» **Challenge 1**: Please collect every line of the records that contains the string "helmet", matching case exactly.

» **Text block**:
Although Birmingham Charter, Greenfield, and Gridley identified too few youth experiencing homelessness to make a meaningful comparison, the data from the other three LEAs support the reasoning that greater coordination generally yields better results. Specifically, Norwalk‑La Mirada works with other organizations to provide various services to families and youth experiencing homelessness; further, although San Bernardino could not always provide documentation, it claims that it also works with service organizations to provide services to these youth and their families. The data show that at these two LEAs, the youth experiencing homelessness had lower rates of absenteeism, suspension, and dropping out than statewide averages, whereas the youth experiencing homelessness at Vallejo, which told us that it generally does not coordinate with service organizations, consistently had higher rates of absenteeism, suspension, and dropping out compared to statewide averages.
The available data also suggest that California LEAs are not doing enough to identify youth who are experiencing homelessness, even though identification is the critical first step to providing these youth with the necessary services and support. Homeless education experts generally estimate that 5 to 10 percent of economically disadvantaged youth—those eligible for free or reduced‑price meals under the National School Lunch Program—experience homelessness during an academic year. However, despite the high numbers of economically disadvantaged youth enrolled in California schools, Education has not established a benchmark for determining those LEAs that may not be identifying all youth experiencing homelessness. Had Education established such a benchmark, it would have found that the majority of LEAs in the State identified less than 5 percent of their economically disadvantaged youth as experiencing homelessness during academic years 2015–16 through 2017–18. In fact, of the six LEAs we visited, four identified 3 percent or fewer of their economically disadvantaged students as experiencing homelessness. When LEAs fail to identify these youth, they cannot provide them with much‑needed services.
Although all but one of the six LEAs we reviewed acknowledged that they have not identified all youth experiencing homelessness, they have not taken steps to improve their processes. None of the six LEAs have adequately trained school personnel who provide services to these youth, as federal law requires. This training would help to ensure that the staff are aware of important information, such as the definition of a youth experiencing homelessness and the key indicators to look for, that would help them identify the youth needing services. Moreover, several of the six LEAs have ineffective identification methods, and none have sufficiently followed best practices. For example, two of the six do not provide annual housing questionnaires to all enrolled students to identify whether they are experiencing homelessness. By using a housing questionnaire at least annually to determine the housing situation of each enrolled student, LEAs could better identify youth who are currently experiencing homelessness.

[Excerpts from a location annotation dataset]

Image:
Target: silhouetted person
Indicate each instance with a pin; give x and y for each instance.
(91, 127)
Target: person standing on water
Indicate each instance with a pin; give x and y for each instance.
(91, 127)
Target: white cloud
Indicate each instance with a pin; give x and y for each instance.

---

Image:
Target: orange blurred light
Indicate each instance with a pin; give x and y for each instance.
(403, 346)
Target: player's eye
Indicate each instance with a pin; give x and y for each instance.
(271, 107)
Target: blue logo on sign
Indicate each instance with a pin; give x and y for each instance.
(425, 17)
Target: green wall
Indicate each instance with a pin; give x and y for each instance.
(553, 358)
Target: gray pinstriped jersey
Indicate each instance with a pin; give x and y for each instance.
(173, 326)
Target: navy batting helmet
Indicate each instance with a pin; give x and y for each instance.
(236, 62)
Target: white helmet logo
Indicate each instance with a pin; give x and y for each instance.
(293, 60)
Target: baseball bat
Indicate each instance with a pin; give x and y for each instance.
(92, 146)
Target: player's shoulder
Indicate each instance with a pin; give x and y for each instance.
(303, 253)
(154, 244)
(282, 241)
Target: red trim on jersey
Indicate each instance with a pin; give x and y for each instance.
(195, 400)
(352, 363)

» **Challenge 2**: Write the next part of the passage on homeless youth in California schools, picking up right after its final sentence.

» **Answer 1**:
Target: navy batting helmet
Target: white helmet logo

» **Answer 2**:
Moreover, federal and state laws require that LEAs disseminate certain information related to their homeless education programs in public places, including schools, shelters, public libraries, and food pantries, frequented by families of youth experiencing homelessness to increase awareness regarding the educational rights of youth experiencing homelessness. However, only one of the six LEAs we visited—San Bernardino—has disseminated such information. Local liaisons for four of the remaining LEAs were unaware that the law required them to disseminate such information, and the final LEA—Norwalk‑La Mirada—only disseminated information several years ago at the onset of its homeless education program. When LEAs do not disseminate information to all stakeholders about the rights of these youth, they hinder their own ability to identify all of them.
We believe that many of the problems we noted at the six LEAs are in part a result of Education’s inadequate oversight and leadership of the State’s homeless education program. Federal law requires Education to monitor the activities of LEAs to ensure that they are complying with the requirements of the McKinney‑Vento Act. However, of the nearly 2,300 LEAs in the State, Education monitors only about 20 each academic year, less than 1 percent. Considering the severity of homelessness in California, Education’s review of so few LEAs is concerning. Education’s inadequate monitoring efforts have likely contributed to the issues we identified at the six LEAs. Education also does not fully leverage the data it collects to identify those LEAs that may not be effectively identifying or providing services to youth experiencing homelessness. For example, Education could use the data it collects to pinpoint those LEAs that have identified significantly less than 5 percent of their economically disadvantaged students as experiencing homelessness, and it could provide additional guidance and technical assistance to those LEAs. Identifying those LEAs that require additional guidance is especially important because the guidance Education currently provides is inadequate. Specifically, the sample documents that Education has posted on its website—a sample housing questionnaire and training modules for certain school staff—do not include some key best practices. Further, the sample housing questionnaire contains language that could hinder LEAs in identifying youth entitled to receive services that could help to improve their academic success.
Education has asserted that a lack of resources has prevented it from adequately overseeing the LEAs’ homeless education programs. Although it has engaged in deliberations, some of which are confidential, over whether its staffing is adequate, it has not conducted a staffing analysis to identify the additional resources it needs to adequately oversee LEAs’ programs. Further, it did not redirect resources from within the department to its homeless education program until after our audit began. Unless it provides adequate program monitoring, training, and guidance, Education cannot ensure that LEAs are properly identifying and supporting youth experiencing homelessness. Its leadership is critical to ensuring that these vulnerable youth receive the services that they need and to which they are entitled.
To ensure that LEAs effectively identify youth experiencing homelessness, the Legislature should require them to distribute a housing questionnaire to all families and youth, at least annually, and to follow federal laws and best practices when developing the content of the housing questionnaire. The Legislature should also require LEAs to ensure that school personnel who provide services to youth experiencing homelessness receive training on the homeless education program at least annually.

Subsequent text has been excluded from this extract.